<awygle>
"the code is moved into hardware" is an interesting description
<awygle>
i get what they're saying but still
<awygle>
it looks like you might be able to slot cxxrtl into place in this flow where Verilator currently lives?
<awygle>
i guess that wouldn't be hugely useful tho
<whitequark>
why not?
<awygle>
in the context of nmigen it seems like what you'd want is an nmigen frontend, not a cxxrtl middle-end
<whitequark>
ohh, i misunderstood what you wanted
<awygle>
what did you think i wanted? i mgiht want that too :p
<awygle>
hm i'd never heard of "ujprog" either
<whitequark>
awygle: using cxxrtl as a jit backend
<whitequark>
given that it *almost* supports proper separate compilation, not inconceivable
<awygle>
oh, yes, sure
<awygle>
we shoudl do that lol
<awygle>
the more i read this the more interesting cascade is
<awygle>
>> Cascade ... can target [the ULX3S'] reprogrammable fabric to improve virtual clock frequency for most applications.
futarisIRCcloud has joined #nmigen
<whitequark>
at which point does it stop being a JIT compiler and becomes a synthesizer with an ILA?
<whitequark>
i don't quite get it
<awygle>
i _think_ they mean "jit compiler" as "to a bitstream"
<awygle>
i also misunderstood at first
<whitequark>
hrm
<awygle>
but then why verilator
<sorear>
I think they mean it in the sense of "tiered compilation"
<awygle>
*confused*
<whitequark>
okay that *is* interesting
<whitequark>
but also confusing
<sorear>
using a SW sim as tier 1, and PnR as tier 2
<awygle>
actually i think it's
<awygle>
pure SW sim -> verilated compiled -> PnR
<whitequark>
right so they have deopt support, right?
<whitequark>
that's a lot of fun
<sorear>
except that there's no profiling and no reasonable way to split the design anyway, so you just migrate the whole thing when the background compile finishes
<awygle>
"deopt"?

▶ [Dataset excerpt]:
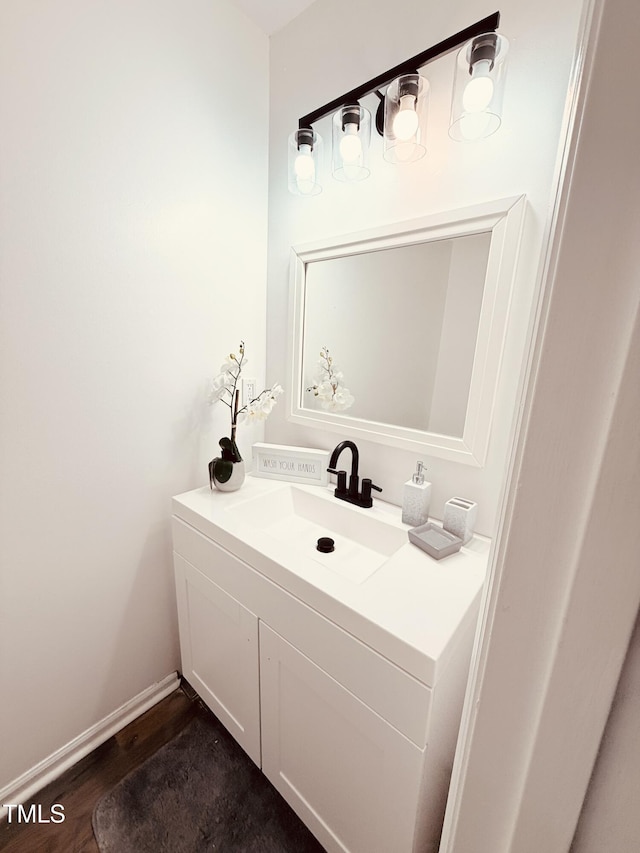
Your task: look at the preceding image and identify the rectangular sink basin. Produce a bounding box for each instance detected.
[226,484,408,583]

▶ [Exercise task 1]: In the chat, what does sorear say is used as tier 1?
▶ [Exercise task 2]: List every nickname that posts a message in the chat.
▶ [Exercise task 3]: Do these statements agree with the chat? (a) whitequark first thought awygle wanted to use cxxrtl as a JIT backend. (b) awygle already knew of "ujprog". (c) sorear says the design is split into parts based on profiling.

▶ [Solution 1]: A SW sim.

▶ [Solution 2]: awygle, whitequark, sorear

▶ [Solution 3]:
(a) Yes: "using cxxrtl as a jit backend"
(b) No: "i'd never heard of"
(c) No: "there's no profiling and no reasonable way to split the design anyway"